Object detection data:
◇ ◇ ◇

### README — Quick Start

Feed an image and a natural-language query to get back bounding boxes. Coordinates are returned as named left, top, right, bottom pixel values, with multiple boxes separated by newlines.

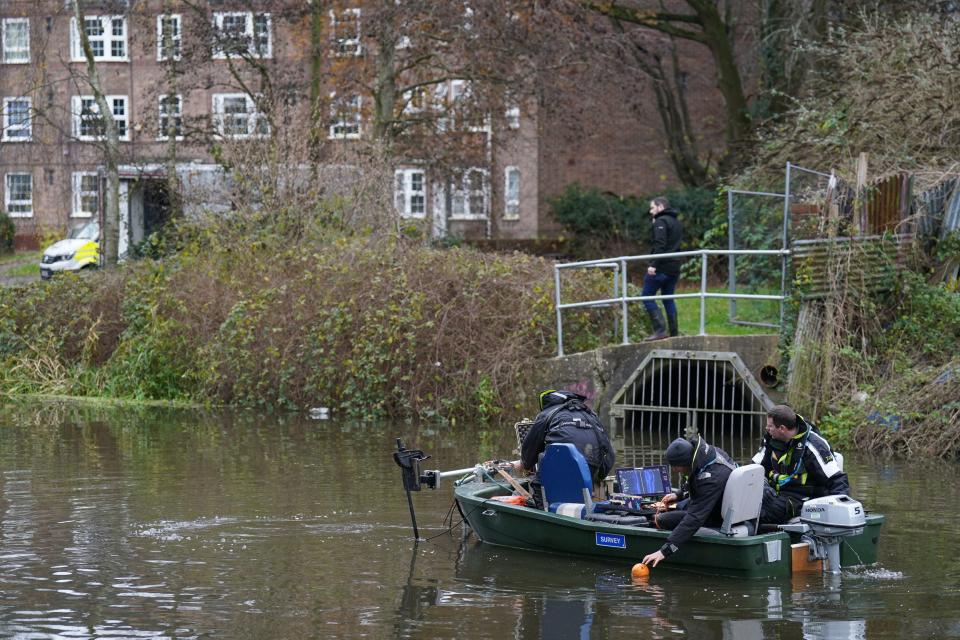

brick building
left=0, top=0, right=717, bottom=253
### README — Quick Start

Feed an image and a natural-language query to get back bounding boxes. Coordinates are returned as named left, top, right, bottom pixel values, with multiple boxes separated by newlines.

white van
left=40, top=220, right=100, bottom=280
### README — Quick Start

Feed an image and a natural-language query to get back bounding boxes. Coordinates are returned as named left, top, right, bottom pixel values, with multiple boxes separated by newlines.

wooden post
left=853, top=152, right=868, bottom=237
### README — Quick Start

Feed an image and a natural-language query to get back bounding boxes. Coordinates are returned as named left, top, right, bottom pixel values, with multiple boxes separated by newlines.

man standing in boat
left=643, top=435, right=737, bottom=567
left=753, top=404, right=850, bottom=524
left=520, top=389, right=615, bottom=499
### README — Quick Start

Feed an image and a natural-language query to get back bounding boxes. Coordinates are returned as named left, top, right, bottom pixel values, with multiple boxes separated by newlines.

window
left=3, top=173, right=33, bottom=218
left=157, top=14, right=183, bottom=60
left=213, top=11, right=273, bottom=58
left=330, top=8, right=362, bottom=56
left=157, top=94, right=183, bottom=140
left=503, top=167, right=520, bottom=220
left=393, top=169, right=427, bottom=218
left=450, top=167, right=488, bottom=218
left=213, top=93, right=270, bottom=138
left=2, top=98, right=33, bottom=142
left=403, top=87, right=427, bottom=116
left=70, top=16, right=127, bottom=62
left=433, top=79, right=487, bottom=132
left=73, top=96, right=130, bottom=140
left=505, top=106, right=520, bottom=129
left=73, top=172, right=100, bottom=218
left=0, top=18, right=30, bottom=64
left=330, top=93, right=361, bottom=139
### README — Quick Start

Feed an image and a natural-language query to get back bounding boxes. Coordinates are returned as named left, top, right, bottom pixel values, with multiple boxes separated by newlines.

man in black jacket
left=520, top=389, right=614, bottom=486
left=643, top=435, right=737, bottom=567
left=643, top=196, right=683, bottom=341
left=753, top=404, right=850, bottom=524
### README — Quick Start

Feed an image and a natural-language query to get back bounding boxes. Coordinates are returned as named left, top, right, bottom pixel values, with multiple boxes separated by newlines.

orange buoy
left=630, top=562, right=650, bottom=580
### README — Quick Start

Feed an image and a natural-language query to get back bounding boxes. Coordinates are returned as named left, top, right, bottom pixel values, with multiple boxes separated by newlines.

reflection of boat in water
left=396, top=537, right=879, bottom=640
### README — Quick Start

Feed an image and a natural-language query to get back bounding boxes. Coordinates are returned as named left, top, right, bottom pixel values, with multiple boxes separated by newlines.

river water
left=0, top=404, right=960, bottom=640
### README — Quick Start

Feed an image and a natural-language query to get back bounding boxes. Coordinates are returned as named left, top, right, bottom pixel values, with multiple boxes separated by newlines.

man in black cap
left=643, top=435, right=737, bottom=567
left=753, top=404, right=850, bottom=524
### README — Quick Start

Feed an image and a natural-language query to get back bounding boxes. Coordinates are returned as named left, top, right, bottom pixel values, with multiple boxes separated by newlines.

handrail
left=553, top=249, right=790, bottom=357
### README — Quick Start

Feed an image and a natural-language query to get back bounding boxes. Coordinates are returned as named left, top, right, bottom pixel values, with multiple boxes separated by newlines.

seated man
left=753, top=404, right=850, bottom=524
left=643, top=435, right=737, bottom=567
left=520, top=389, right=614, bottom=499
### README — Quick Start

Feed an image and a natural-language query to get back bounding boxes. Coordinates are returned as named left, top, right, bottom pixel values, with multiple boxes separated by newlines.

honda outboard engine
left=780, top=495, right=867, bottom=573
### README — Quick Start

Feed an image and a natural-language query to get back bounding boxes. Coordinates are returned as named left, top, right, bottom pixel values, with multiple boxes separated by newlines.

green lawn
left=676, top=287, right=780, bottom=336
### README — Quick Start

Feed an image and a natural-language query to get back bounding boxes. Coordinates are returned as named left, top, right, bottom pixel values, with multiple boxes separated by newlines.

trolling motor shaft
left=393, top=438, right=436, bottom=540
left=393, top=438, right=476, bottom=540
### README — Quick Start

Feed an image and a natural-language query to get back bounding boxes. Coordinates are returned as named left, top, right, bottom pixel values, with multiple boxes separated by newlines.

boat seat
left=697, top=464, right=765, bottom=538
left=539, top=442, right=593, bottom=513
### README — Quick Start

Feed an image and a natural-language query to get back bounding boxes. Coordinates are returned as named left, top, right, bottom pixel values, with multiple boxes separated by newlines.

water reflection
left=0, top=405, right=960, bottom=640
left=394, top=539, right=900, bottom=640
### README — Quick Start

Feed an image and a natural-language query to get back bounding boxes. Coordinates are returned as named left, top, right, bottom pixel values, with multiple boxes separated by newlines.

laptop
left=615, top=464, right=673, bottom=502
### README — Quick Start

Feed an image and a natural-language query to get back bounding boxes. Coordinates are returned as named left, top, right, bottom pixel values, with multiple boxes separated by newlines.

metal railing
left=553, top=249, right=790, bottom=357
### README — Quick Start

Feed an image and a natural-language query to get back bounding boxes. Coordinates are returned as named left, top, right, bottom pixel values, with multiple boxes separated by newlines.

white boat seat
left=697, top=464, right=765, bottom=537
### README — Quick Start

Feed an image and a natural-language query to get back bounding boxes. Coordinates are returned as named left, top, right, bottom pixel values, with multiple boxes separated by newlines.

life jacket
left=764, top=415, right=830, bottom=498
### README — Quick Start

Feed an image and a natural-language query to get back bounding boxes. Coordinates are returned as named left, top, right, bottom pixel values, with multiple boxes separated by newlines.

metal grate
left=610, top=350, right=773, bottom=467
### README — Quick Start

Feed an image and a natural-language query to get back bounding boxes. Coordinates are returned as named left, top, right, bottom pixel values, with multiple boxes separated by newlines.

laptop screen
left=616, top=464, right=673, bottom=497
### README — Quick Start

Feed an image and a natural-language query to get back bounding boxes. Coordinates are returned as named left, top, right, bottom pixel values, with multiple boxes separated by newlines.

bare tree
left=73, top=0, right=120, bottom=265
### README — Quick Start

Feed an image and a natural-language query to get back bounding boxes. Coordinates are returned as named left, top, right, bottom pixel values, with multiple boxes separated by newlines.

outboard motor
left=780, top=495, right=867, bottom=573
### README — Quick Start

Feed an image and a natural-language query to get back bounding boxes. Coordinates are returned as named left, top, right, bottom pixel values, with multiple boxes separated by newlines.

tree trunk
left=691, top=0, right=751, bottom=152
left=373, top=17, right=397, bottom=144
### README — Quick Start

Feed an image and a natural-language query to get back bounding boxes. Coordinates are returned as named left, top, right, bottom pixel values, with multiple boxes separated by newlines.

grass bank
left=0, top=230, right=624, bottom=419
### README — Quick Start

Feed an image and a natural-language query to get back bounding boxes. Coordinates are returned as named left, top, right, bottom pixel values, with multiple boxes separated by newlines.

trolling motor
left=779, top=495, right=867, bottom=574
left=393, top=438, right=476, bottom=540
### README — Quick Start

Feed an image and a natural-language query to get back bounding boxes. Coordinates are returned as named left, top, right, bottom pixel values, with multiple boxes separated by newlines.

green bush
left=550, top=183, right=649, bottom=254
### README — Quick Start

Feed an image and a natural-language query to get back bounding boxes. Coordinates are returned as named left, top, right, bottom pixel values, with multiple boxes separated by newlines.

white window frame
left=0, top=18, right=30, bottom=64
left=213, top=93, right=270, bottom=140
left=0, top=97, right=33, bottom=142
left=157, top=93, right=183, bottom=140
left=70, top=16, right=130, bottom=62
left=3, top=171, right=33, bottom=218
left=72, top=95, right=130, bottom=142
left=503, top=165, right=523, bottom=220
left=504, top=105, right=520, bottom=130
left=157, top=13, right=183, bottom=62
left=330, top=7, right=363, bottom=58
left=70, top=171, right=100, bottom=218
left=327, top=92, right=363, bottom=140
left=450, top=167, right=490, bottom=220
left=393, top=169, right=427, bottom=218
left=213, top=11, right=273, bottom=60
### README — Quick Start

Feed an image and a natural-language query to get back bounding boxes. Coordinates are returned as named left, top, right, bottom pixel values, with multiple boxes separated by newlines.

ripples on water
left=0, top=405, right=960, bottom=640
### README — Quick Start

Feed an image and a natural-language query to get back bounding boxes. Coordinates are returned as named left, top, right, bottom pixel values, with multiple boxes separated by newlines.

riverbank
left=0, top=229, right=604, bottom=420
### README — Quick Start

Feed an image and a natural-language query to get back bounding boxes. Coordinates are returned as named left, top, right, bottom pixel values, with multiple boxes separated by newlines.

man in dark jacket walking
left=643, top=435, right=737, bottom=567
left=642, top=196, right=683, bottom=341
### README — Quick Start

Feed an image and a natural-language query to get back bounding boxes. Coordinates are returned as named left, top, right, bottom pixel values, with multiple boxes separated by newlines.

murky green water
left=0, top=405, right=960, bottom=640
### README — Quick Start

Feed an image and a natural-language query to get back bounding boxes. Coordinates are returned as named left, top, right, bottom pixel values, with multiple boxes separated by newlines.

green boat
left=454, top=481, right=884, bottom=578
left=394, top=440, right=884, bottom=578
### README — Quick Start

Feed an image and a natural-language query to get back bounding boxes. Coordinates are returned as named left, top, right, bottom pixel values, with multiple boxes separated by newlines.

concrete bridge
left=543, top=335, right=785, bottom=466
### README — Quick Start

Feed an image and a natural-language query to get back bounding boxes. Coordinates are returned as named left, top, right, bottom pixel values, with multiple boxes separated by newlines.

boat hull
left=455, top=482, right=883, bottom=578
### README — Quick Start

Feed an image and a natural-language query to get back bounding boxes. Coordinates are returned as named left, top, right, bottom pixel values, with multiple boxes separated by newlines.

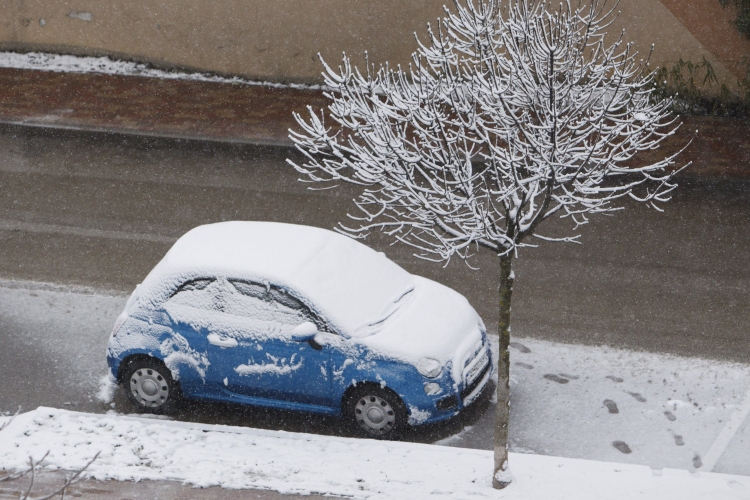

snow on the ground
left=0, top=407, right=750, bottom=500
left=0, top=51, right=324, bottom=89
left=502, top=338, right=750, bottom=475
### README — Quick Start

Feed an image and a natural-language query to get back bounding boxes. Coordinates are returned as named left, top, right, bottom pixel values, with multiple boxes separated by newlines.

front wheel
left=345, top=386, right=408, bottom=439
left=123, top=359, right=180, bottom=414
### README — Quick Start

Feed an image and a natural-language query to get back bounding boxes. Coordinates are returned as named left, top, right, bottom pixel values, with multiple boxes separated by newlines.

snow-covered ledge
left=0, top=407, right=750, bottom=500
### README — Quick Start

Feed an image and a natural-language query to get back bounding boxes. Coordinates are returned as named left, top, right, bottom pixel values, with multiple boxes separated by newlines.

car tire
left=344, top=384, right=409, bottom=439
left=122, top=358, right=182, bottom=415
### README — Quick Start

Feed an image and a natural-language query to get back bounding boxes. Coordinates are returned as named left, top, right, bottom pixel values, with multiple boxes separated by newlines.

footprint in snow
left=604, top=399, right=620, bottom=414
left=510, top=342, right=531, bottom=354
left=544, top=373, right=570, bottom=384
left=612, top=441, right=633, bottom=455
left=625, top=391, right=646, bottom=403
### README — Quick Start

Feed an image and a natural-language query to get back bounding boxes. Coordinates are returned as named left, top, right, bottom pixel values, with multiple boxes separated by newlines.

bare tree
left=290, top=0, right=688, bottom=488
left=0, top=408, right=99, bottom=500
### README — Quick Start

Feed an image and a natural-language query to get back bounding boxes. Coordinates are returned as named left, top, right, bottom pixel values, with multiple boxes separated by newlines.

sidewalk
left=0, top=68, right=326, bottom=146
left=0, top=408, right=750, bottom=500
left=0, top=53, right=750, bottom=178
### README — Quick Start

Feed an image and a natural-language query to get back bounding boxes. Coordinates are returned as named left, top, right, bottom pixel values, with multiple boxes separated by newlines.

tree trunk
left=492, top=253, right=514, bottom=489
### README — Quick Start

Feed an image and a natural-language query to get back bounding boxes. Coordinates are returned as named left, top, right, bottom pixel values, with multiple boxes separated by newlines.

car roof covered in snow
left=138, top=221, right=414, bottom=332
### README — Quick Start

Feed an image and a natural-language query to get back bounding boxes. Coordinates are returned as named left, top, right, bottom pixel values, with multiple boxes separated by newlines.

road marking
left=701, top=378, right=750, bottom=472
left=0, top=220, right=177, bottom=243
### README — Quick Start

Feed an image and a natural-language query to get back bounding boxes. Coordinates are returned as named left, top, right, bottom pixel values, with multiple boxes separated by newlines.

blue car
left=107, top=221, right=492, bottom=439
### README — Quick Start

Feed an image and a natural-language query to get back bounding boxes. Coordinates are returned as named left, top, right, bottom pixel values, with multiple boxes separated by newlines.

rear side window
left=229, top=280, right=325, bottom=330
left=168, top=278, right=221, bottom=311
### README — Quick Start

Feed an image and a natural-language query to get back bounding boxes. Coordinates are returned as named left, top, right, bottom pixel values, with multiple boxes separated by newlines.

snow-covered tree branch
left=290, top=0, right=692, bottom=485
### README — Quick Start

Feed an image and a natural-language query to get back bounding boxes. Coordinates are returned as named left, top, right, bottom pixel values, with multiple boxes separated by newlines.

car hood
left=355, top=276, right=484, bottom=381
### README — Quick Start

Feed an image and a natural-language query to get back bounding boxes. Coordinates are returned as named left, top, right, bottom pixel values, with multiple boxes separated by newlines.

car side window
left=167, top=278, right=221, bottom=311
left=227, top=280, right=324, bottom=329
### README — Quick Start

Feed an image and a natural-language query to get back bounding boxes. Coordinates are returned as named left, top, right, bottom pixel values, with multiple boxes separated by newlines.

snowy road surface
left=0, top=281, right=750, bottom=476
left=0, top=127, right=750, bottom=362
left=0, top=408, right=750, bottom=500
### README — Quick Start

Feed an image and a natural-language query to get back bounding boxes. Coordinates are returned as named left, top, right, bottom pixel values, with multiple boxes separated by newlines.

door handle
left=207, top=333, right=238, bottom=347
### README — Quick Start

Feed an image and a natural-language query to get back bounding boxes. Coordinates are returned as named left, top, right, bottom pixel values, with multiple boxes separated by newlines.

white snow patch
left=0, top=51, right=332, bottom=90
left=0, top=407, right=750, bottom=500
left=96, top=372, right=117, bottom=404
left=68, top=10, right=94, bottom=21
left=234, top=354, right=303, bottom=376
left=409, top=405, right=431, bottom=425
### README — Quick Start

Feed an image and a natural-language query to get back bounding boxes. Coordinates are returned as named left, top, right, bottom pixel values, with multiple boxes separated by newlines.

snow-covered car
left=107, top=221, right=492, bottom=438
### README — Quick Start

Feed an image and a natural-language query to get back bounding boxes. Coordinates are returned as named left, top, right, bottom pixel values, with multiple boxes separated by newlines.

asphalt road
left=0, top=122, right=750, bottom=361
left=0, top=123, right=750, bottom=466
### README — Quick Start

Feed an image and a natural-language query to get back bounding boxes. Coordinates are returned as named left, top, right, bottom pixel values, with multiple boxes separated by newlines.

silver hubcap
left=130, top=368, right=169, bottom=408
left=354, top=396, right=396, bottom=435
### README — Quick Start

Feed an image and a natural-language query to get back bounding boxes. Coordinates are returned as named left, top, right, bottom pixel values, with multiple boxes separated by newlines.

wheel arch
left=117, top=353, right=168, bottom=384
left=341, top=380, right=408, bottom=412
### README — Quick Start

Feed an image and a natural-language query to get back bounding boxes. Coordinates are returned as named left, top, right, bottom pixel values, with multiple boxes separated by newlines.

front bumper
left=409, top=346, right=493, bottom=425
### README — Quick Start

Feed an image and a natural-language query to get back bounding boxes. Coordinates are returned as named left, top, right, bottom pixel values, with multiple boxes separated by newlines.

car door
left=208, top=280, right=331, bottom=406
left=157, top=278, right=227, bottom=396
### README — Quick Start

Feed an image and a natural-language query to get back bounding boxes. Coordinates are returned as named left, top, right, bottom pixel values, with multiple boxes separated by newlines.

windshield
left=294, top=238, right=414, bottom=335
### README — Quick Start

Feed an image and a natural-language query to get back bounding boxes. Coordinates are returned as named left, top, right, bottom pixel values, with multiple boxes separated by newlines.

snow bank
left=0, top=52, right=326, bottom=90
left=0, top=407, right=750, bottom=500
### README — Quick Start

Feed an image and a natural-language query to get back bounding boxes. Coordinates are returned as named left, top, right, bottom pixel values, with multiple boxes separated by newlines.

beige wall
left=0, top=0, right=748, bottom=84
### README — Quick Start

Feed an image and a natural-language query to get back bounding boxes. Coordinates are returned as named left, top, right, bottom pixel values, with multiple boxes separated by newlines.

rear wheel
left=346, top=385, right=408, bottom=439
left=123, top=359, right=180, bottom=414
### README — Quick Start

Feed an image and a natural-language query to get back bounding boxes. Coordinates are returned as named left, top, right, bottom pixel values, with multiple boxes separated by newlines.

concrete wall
left=0, top=0, right=750, bottom=84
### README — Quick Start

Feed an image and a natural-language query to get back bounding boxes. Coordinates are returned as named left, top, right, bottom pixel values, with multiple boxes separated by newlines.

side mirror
left=292, top=321, right=318, bottom=342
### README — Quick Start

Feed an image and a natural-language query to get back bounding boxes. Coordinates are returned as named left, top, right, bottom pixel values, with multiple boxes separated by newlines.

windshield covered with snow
left=294, top=234, right=414, bottom=335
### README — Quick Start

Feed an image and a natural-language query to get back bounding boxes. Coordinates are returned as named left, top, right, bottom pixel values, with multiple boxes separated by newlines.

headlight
left=424, top=382, right=443, bottom=396
left=417, top=358, right=443, bottom=378
left=112, top=310, right=128, bottom=337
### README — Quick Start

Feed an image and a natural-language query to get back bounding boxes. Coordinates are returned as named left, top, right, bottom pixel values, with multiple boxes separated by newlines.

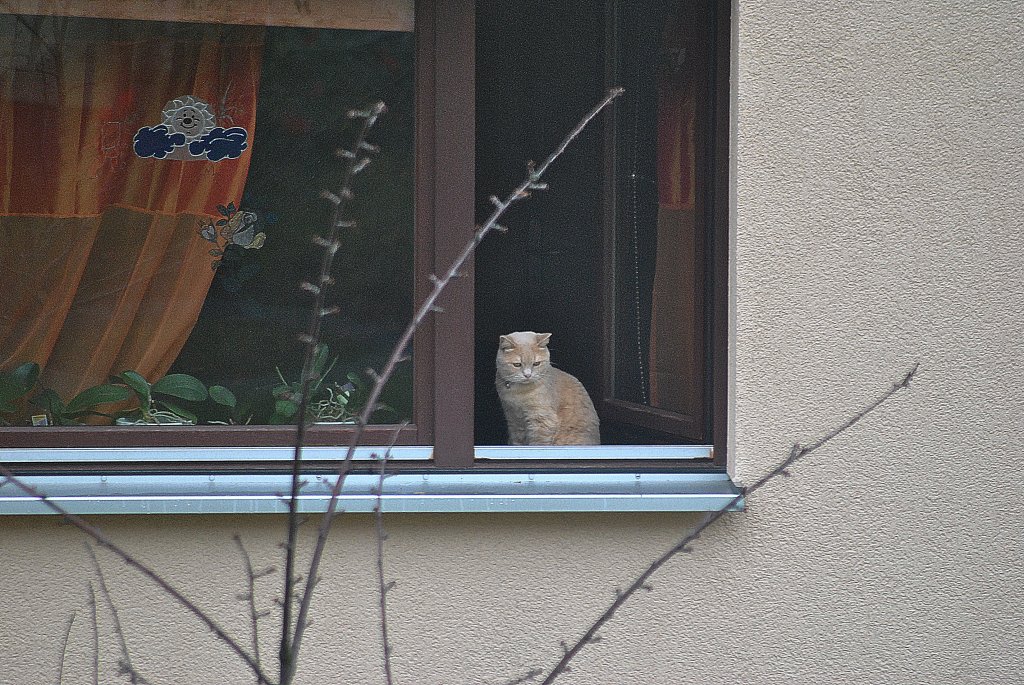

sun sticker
left=134, top=95, right=249, bottom=162
left=164, top=95, right=217, bottom=142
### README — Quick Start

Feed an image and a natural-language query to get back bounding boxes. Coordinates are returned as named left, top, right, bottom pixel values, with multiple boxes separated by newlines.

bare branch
left=233, top=533, right=263, bottom=669
left=89, top=582, right=99, bottom=685
left=0, top=463, right=273, bottom=685
left=542, top=363, right=919, bottom=685
left=57, top=611, right=76, bottom=685
left=85, top=543, right=148, bottom=685
left=279, top=102, right=386, bottom=685
left=374, top=422, right=409, bottom=685
left=282, top=88, right=624, bottom=663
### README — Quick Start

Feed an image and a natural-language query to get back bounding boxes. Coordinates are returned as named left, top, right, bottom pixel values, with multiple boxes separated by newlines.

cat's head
left=497, top=331, right=551, bottom=383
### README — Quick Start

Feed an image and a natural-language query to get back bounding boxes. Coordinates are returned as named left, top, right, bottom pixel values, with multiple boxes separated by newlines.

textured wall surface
left=0, top=0, right=1024, bottom=685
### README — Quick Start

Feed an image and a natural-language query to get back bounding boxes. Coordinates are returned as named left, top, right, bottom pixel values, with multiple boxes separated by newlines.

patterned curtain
left=0, top=14, right=262, bottom=395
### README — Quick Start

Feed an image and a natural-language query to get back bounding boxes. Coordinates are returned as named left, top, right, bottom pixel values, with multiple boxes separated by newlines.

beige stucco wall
left=0, top=0, right=1024, bottom=685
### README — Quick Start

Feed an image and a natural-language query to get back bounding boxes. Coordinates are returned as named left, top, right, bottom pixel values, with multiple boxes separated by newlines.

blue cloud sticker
left=188, top=126, right=249, bottom=162
left=134, top=124, right=185, bottom=160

◇ ◇ ◇

Reproduce the listing line for line, starting at its first line and ending at the line that contains "left=40, top=220, right=100, bottom=280", with both of those lines included. Leave the pictures out of your answer.

### README — Quick Start

Feed an image and a natural-language query to get back bounding boxes. Coordinates are returned as named left, top, right, bottom pixel values, with multiple boxes separated by newlines.


brick building
left=0, top=0, right=717, bottom=253
### README — Quick Start

Feed an image and a natural-language query to get back bounding boxes. Coordinates are returned as named left, top, right, bottom pixel values, with multiple boxes separated by newlines.

white van
left=40, top=220, right=100, bottom=280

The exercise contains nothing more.